### TASK PROMPT
Rewrite the lines of these items with "innermost" replaced by "central" everywhere it occurs, leaving all other text unchanged. Omit the pictures from your answer.
-----
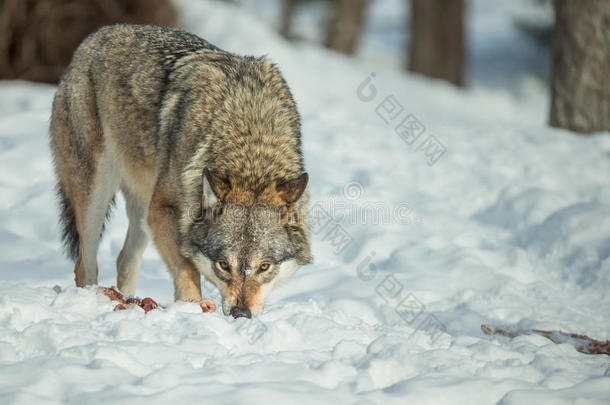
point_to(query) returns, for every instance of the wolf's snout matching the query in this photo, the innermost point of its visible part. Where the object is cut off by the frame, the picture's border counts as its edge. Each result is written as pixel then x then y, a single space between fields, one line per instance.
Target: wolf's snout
pixel 239 312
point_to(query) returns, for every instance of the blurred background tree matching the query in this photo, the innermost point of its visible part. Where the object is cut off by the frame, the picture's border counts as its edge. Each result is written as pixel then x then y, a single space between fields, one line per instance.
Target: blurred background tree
pixel 38 37
pixel 580 85
pixel 437 39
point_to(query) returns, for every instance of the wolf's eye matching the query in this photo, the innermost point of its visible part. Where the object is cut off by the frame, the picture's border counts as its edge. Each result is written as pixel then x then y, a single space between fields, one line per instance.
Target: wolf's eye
pixel 223 265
-----
### RESPONSE TO THIS TASK
point_to(query) returns, for every instance of the wolf's snout matching the query in this photo, the central point of its visible part. Where the object is cut off by the frame, the picture's border counts as its edge. Each result is written as pixel then x then y, a single space between fields, one line per instance.
Target: wolf's snout
pixel 239 312
point_to(query) returns, for every instance of the blurred background tree matching the query in this photo, the central point of its visible part. Where the object is cut off by the frame, the picture's border counts as its edge. Each result is written as pixel then x then y, a single space between fields, one line per instance.
Target: blurred background tree
pixel 38 37
pixel 580 85
pixel 437 39
point_to(query) returns, for every instance of the wolf's eye matching the query in this photo, the central point of its visible part. Where the object is cut off by the frame, the picture's border counts as its edge. Each result is written as pixel then x then y, a single space between fields, one line per instance.
Target: wolf's eye
pixel 223 265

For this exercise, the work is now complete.